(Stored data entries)
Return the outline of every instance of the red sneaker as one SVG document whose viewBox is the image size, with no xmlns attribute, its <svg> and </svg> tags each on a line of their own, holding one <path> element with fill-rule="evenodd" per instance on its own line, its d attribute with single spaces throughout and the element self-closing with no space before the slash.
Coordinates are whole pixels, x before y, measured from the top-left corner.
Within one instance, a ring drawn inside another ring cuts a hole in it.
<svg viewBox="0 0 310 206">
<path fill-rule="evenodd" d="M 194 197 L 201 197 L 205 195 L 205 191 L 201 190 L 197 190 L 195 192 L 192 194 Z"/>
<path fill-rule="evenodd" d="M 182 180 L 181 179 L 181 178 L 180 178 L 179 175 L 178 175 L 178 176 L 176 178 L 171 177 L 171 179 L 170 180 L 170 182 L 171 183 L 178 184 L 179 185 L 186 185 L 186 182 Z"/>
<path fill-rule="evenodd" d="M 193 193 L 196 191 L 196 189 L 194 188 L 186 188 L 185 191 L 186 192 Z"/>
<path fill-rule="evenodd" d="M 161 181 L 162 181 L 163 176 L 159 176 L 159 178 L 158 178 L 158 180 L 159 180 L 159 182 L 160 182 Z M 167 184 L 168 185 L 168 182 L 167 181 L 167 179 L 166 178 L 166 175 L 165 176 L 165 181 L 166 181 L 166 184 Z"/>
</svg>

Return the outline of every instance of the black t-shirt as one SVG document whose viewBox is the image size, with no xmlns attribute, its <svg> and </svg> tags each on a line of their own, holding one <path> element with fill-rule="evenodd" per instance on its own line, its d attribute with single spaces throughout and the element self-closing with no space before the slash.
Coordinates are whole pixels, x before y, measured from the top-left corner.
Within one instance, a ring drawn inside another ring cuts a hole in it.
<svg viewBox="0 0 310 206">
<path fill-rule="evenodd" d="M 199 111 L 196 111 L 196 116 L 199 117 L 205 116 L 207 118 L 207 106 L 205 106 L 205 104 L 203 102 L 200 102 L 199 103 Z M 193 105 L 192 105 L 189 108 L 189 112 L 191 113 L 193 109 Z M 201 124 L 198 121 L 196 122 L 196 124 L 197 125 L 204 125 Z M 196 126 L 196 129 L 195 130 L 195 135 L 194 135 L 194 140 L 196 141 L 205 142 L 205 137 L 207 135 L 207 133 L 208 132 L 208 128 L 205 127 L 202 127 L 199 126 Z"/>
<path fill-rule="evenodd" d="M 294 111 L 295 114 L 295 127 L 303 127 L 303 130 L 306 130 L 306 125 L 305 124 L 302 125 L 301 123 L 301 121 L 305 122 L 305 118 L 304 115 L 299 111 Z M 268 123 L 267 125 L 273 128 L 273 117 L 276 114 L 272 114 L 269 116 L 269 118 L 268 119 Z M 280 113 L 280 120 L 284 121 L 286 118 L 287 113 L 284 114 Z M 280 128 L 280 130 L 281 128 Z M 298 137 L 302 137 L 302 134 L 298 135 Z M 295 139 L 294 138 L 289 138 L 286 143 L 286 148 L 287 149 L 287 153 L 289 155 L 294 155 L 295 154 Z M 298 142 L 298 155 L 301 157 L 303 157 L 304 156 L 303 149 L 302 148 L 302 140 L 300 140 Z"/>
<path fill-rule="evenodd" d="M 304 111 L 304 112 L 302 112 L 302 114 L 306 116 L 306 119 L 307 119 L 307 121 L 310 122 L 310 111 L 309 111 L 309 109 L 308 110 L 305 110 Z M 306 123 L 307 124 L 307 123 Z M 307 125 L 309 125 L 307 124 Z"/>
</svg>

= OBJECTIVE =
Rewrite the entries above with "top-left corner" swapped for "upper-left corner" wherever it occurs, leaving every other part of them the same.

= OUTPUT =
Return the outline of every instance of the red sneaker as one SVG document whose viewBox is the image size, with no xmlns attribute, its <svg> and </svg> tags each on a line of their own, holding one <path> element with fill-rule="evenodd" per instance on its own line, its d attribute with single spaces throughout and the element self-closing with no space before the slash.
Coordinates are whole pixels, x before y, measured from the upper-left corner.
Within one instance, a ring drawn inside another ring cuts a hole in it.
<svg viewBox="0 0 310 206">
<path fill-rule="evenodd" d="M 194 197 L 201 197 L 205 195 L 205 191 L 201 190 L 197 190 L 195 192 L 192 194 Z"/>
<path fill-rule="evenodd" d="M 182 180 L 181 179 L 181 178 L 180 178 L 179 175 L 178 175 L 178 176 L 176 178 L 171 177 L 171 179 L 170 180 L 170 182 L 171 183 L 178 184 L 179 185 L 186 185 L 186 182 Z"/>
<path fill-rule="evenodd" d="M 193 193 L 196 191 L 196 189 L 194 188 L 186 188 L 185 191 L 186 192 Z"/>
<path fill-rule="evenodd" d="M 161 181 L 162 181 L 163 176 L 159 176 L 159 178 L 158 178 L 158 180 L 159 180 L 159 182 L 160 182 Z M 167 184 L 168 185 L 168 182 L 167 181 L 167 179 L 166 178 L 166 175 L 165 176 L 165 181 L 166 181 L 166 184 Z"/>
</svg>

Return the outline of every instance of the black t-shirt as one SVG document whose viewBox is the image size, with no xmlns attribute, its <svg> and </svg> tags each on a line of their own, holding one <path> element with fill-rule="evenodd" per instance on its own line, its d attribute with single spaces throughout and the element self-closing with no space before the slash.
Coordinates are whole pixels, x before y, measured from the upper-left corner.
Within one instance, a ring drawn inside another ring cuts a hole in it.
<svg viewBox="0 0 310 206">
<path fill-rule="evenodd" d="M 199 111 L 196 111 L 196 116 L 199 117 L 205 116 L 207 118 L 207 106 L 205 106 L 205 104 L 203 102 L 200 102 L 199 103 Z M 193 105 L 192 105 L 189 108 L 189 112 L 191 113 L 193 109 Z M 201 124 L 198 121 L 196 122 L 196 124 L 197 125 L 204 125 Z M 196 126 L 196 129 L 195 130 L 195 135 L 194 135 L 194 140 L 196 141 L 205 142 L 205 137 L 207 135 L 207 133 L 208 132 L 208 128 L 205 127 L 202 127 L 199 126 Z"/>
<path fill-rule="evenodd" d="M 294 111 L 295 114 L 295 127 L 303 127 L 303 130 L 306 130 L 306 125 L 305 124 L 302 125 L 301 123 L 301 121 L 305 122 L 305 118 L 304 115 L 299 111 Z M 268 123 L 267 125 L 273 128 L 273 117 L 276 114 L 272 114 L 269 116 L 269 118 L 268 119 Z M 280 113 L 280 120 L 284 121 L 286 118 L 287 113 L 284 114 Z M 280 128 L 280 130 L 281 128 Z M 298 137 L 302 137 L 302 134 L 298 135 Z M 295 139 L 294 138 L 289 138 L 286 143 L 286 148 L 287 149 L 287 153 L 289 155 L 294 155 L 295 154 Z M 298 142 L 298 155 L 301 157 L 303 157 L 304 156 L 303 149 L 302 148 L 302 140 L 300 140 Z"/>
<path fill-rule="evenodd" d="M 304 111 L 304 112 L 302 112 L 302 114 L 306 116 L 306 119 L 307 119 L 307 121 L 310 122 L 310 111 L 309 111 L 309 109 L 308 110 L 305 110 Z M 306 123 L 307 124 L 307 123 Z M 307 125 L 309 125 L 307 124 Z"/>
</svg>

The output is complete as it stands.